- **TASK INSTRUCTIONS**:
1) From the passage on dog food ingredients, extract the part that opens with the words containing "It’s becoming common" and closes with "could be using.", copying it exactly.
2) Continue the passage on dog food ingredients from where it stops.

- **EXERCISE PASSAGE**:
== Segment start ==

People often turn to rice as an ingredient for upset doggy tummies and sensitivities. There’s nothing wrong with that, but if you are feeding treats with brewer’s rice, you’re not getting the grain you think you are. Brewer’s rice is a processed rice product that’s lost most of the nutritious ingredients that whole grain rice (ground or whole) offers. The only reason pet food companies choose brewer’s rice is because it’s cheaper than the healthier option.


#2 – Corn

It’s becoming common knowledge that corn is a popular dog food ingredient that should be avoided. The hype isn’t a myth! Corn is holds no nutritional value for our dogs and is a grain dogs are commonly allergic to. It’s simply added as a filler and takes up space that healthy ingredients could be using.


#3 – Meat Meal

There are many types of meat meals, such as fish meal, poultry meal, pork meal, liver meal, and bone meal. What exactly is “meal”? Well, it turns out most companies don’t even know. Meal is essentially animal parts, but the origin of said animal parts and their quality are widely unknown. Any kind of animal can be included, so long as they are dead, diseased, disabled or dying prior to slaughter. It has been uncovered that certain companies use roadkill and animals euthanized at shelters for ingredients to make their meat meals. Not only can this “meat” contain cancerous and infected tissue, it can contain rotting and putrified tissue as well. So if you see this ingredient anywhere on your dog’s food or treat label, it’s time to find another option.

== Segment end ==

- **STUDY MATERIAL**:
== Segment start ==

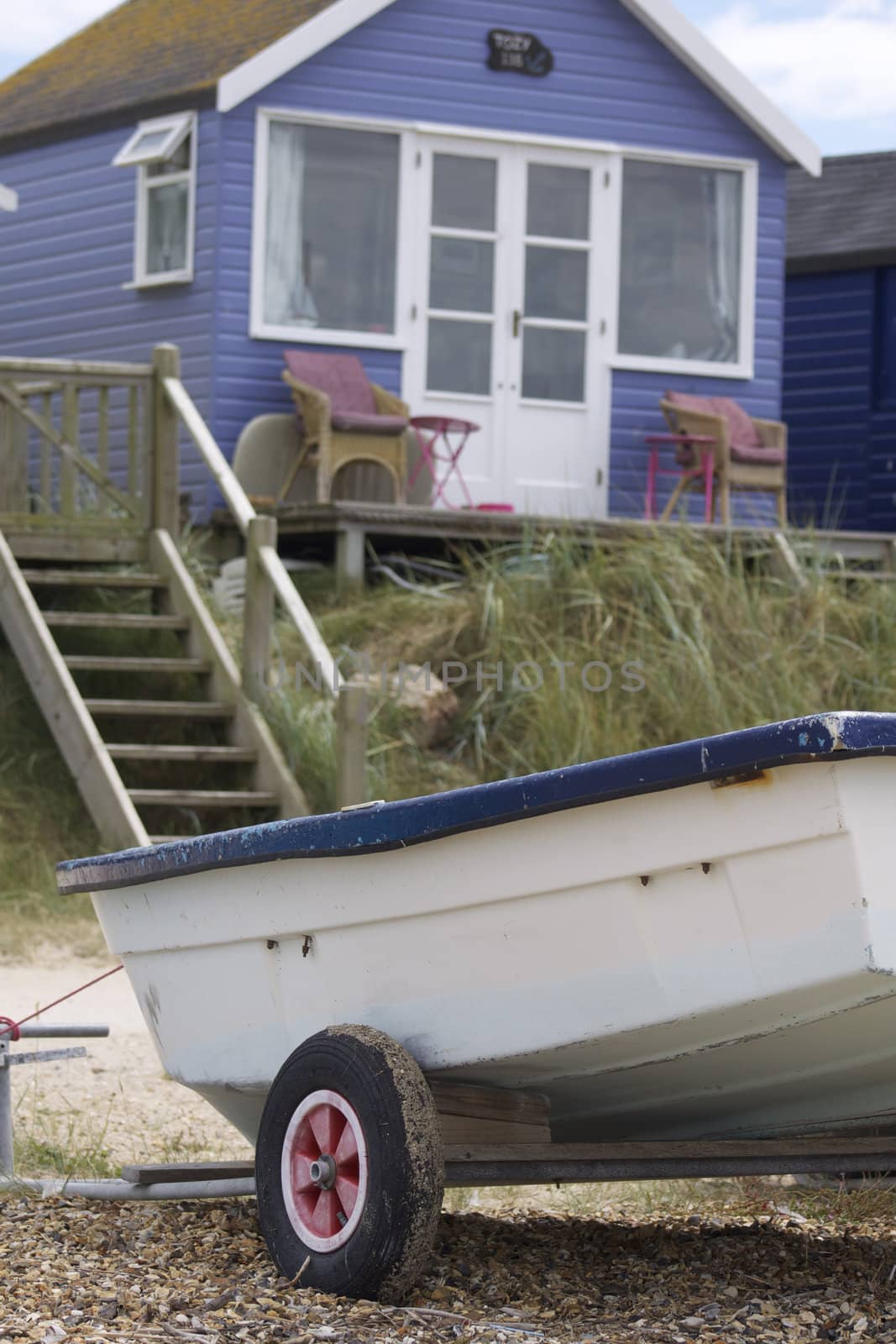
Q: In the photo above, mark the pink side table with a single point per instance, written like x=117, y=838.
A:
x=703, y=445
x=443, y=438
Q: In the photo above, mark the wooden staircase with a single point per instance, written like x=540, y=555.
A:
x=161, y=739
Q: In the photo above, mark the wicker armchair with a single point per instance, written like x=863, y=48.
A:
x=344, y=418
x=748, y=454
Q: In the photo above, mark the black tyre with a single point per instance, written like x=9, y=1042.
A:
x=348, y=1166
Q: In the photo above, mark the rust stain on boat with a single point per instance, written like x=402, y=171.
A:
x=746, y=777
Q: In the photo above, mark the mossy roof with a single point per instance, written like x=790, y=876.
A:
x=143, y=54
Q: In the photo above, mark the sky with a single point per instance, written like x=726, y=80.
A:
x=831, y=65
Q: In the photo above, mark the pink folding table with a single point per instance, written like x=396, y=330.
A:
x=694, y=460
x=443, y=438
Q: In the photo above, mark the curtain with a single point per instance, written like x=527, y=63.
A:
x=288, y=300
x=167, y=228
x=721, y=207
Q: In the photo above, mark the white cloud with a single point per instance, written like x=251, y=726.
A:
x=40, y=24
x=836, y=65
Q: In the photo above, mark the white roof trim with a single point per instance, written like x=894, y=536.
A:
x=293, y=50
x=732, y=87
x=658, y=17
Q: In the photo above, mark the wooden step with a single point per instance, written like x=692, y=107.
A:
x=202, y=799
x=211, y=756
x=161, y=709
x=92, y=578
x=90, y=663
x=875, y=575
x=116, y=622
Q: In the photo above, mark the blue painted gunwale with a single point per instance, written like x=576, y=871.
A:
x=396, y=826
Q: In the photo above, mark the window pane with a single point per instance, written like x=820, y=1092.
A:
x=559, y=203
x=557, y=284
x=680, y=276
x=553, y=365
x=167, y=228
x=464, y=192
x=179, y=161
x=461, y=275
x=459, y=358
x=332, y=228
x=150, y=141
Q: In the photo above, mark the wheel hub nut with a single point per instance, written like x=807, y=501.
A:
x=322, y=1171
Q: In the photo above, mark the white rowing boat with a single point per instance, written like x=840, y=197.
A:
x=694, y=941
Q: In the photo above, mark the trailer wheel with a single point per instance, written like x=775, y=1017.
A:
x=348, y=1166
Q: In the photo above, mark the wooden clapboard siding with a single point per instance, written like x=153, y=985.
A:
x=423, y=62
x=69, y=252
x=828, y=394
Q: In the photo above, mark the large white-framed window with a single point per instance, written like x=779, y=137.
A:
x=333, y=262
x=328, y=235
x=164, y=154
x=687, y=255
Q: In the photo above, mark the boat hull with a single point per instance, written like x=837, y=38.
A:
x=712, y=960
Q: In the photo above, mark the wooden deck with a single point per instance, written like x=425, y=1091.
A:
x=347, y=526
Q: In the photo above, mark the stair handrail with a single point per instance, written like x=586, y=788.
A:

== Segment end ==
== Segment start ==

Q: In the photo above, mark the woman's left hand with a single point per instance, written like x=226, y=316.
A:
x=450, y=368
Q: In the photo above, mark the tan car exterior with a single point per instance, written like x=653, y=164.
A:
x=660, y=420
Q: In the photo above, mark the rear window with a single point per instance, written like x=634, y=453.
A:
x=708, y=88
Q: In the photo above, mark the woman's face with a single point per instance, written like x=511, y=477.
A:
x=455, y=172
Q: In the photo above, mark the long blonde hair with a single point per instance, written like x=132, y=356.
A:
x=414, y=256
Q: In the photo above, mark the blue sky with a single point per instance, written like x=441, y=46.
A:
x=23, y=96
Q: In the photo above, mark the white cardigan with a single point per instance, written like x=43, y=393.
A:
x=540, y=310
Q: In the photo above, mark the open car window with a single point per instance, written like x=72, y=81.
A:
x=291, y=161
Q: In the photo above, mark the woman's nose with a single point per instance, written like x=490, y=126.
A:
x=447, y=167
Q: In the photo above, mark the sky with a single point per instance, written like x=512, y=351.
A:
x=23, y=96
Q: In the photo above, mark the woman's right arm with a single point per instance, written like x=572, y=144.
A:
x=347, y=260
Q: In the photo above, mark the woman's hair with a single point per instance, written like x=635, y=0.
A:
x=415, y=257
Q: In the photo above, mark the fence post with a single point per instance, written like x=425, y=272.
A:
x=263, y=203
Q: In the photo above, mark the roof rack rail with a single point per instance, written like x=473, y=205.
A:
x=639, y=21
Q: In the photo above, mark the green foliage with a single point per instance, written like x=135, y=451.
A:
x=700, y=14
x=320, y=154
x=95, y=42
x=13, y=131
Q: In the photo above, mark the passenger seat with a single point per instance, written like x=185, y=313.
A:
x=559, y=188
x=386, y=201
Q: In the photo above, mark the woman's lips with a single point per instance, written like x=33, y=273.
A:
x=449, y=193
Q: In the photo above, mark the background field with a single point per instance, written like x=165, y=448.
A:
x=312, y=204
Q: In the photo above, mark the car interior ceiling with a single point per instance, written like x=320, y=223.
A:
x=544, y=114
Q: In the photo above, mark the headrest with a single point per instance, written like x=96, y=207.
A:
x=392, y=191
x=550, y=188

== Segment end ==

- **PER-TASK OUTPUTS**:
1)
It’s becoming common knowledge that corn is a popular dog food ingredient that should be avoided. The hype isn’t a myth! Corn is holds no nutritional value for our dogs and is a grain dogs are commonly allergic to. It’s simply added as a filler and takes up space that healthy ingredients could be using.

2)
#4 – Salt

Just as you should hold the salt on your own food, you should avoid dog treats and foods that contain salt as well. Salt is added for the same reasons as sugar – to make the treats more enticing to our pets. Salt is a necessary mineral – but it doesn’t need to be added since it’s found in other ingredients used for the treats. Salt can also be listed as sodium chloride on the food label.


#5 – Sugar

We know what you’re thinking – why would anyone put sugar in a dog’s food!? We feel the same way. But unfortunately, many dog food companies put sugar in treats (and other food) for dogs. It’s completely unnecessary, and can lead to health problems such as hypoglycemia, obesity, tooth decay, cataracts, and more. Some pets will even become addicted to the sweetened foods and stop eating their regular meals. Don’t be fooled if you can’t find “sugar” in the ingredient list; it can also be under sucrose, cane sugar, caramel, and corn syrup.